About this task — For each line below that contains the string "shown", copy that line.

Input records —

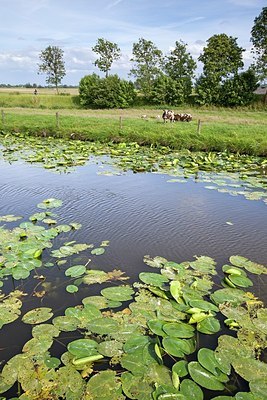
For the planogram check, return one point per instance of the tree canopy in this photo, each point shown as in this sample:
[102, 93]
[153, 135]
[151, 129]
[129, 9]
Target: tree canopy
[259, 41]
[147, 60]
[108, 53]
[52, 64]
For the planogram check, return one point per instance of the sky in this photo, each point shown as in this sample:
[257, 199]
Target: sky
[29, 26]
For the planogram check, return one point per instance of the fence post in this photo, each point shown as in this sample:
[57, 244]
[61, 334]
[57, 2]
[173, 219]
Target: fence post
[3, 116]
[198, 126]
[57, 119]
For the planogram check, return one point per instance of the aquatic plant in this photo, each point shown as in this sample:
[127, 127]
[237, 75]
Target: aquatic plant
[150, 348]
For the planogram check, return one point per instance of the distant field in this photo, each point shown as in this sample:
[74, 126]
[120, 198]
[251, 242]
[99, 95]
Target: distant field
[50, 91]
...
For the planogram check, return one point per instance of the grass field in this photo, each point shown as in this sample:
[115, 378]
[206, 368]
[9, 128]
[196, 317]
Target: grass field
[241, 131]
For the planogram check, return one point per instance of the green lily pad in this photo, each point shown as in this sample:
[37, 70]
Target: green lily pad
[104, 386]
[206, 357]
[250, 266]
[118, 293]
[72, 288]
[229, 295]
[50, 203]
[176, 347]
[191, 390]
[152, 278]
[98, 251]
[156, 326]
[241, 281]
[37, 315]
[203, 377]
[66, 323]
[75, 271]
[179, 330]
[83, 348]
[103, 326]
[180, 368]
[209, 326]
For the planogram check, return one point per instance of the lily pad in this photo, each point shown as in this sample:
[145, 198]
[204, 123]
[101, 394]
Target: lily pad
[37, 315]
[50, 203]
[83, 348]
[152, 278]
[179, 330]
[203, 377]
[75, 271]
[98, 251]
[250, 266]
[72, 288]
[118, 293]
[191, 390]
---
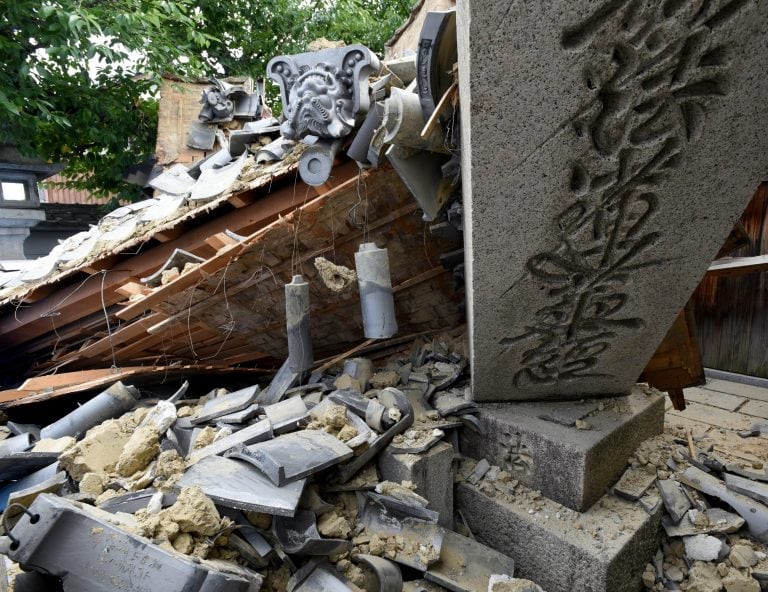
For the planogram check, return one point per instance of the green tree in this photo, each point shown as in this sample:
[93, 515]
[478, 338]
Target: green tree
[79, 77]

Completed task —
For the planogram check, return one point per instance of the tree canopy in this photo, each point shown as in this sample:
For the planogram check, return one point per instance of the sky in this photo, each point shown as in this sample:
For the planogram check, return one point per instance of the fence post in this photo, each point shown as in this sample:
For the planogram check, return one point per instance of the aquatic plant in this photo, each point shown as in this sample:
For the planogram check, return one point per instance of the distant field in this photo, each point shown as in this sample:
For the planogram check, return one point per instance of the grass field in this photo, each point shown as in this sample:
For the planogram check, return one point per instance of the green lily pad in this photo, each point shown as in this sample:
For the planogram check, return one point per instance of the lily pad in this photo, each point shown as in this sample:
For the planogram check, return one point per instance of the green tree in this photo, each point shown as in this sample:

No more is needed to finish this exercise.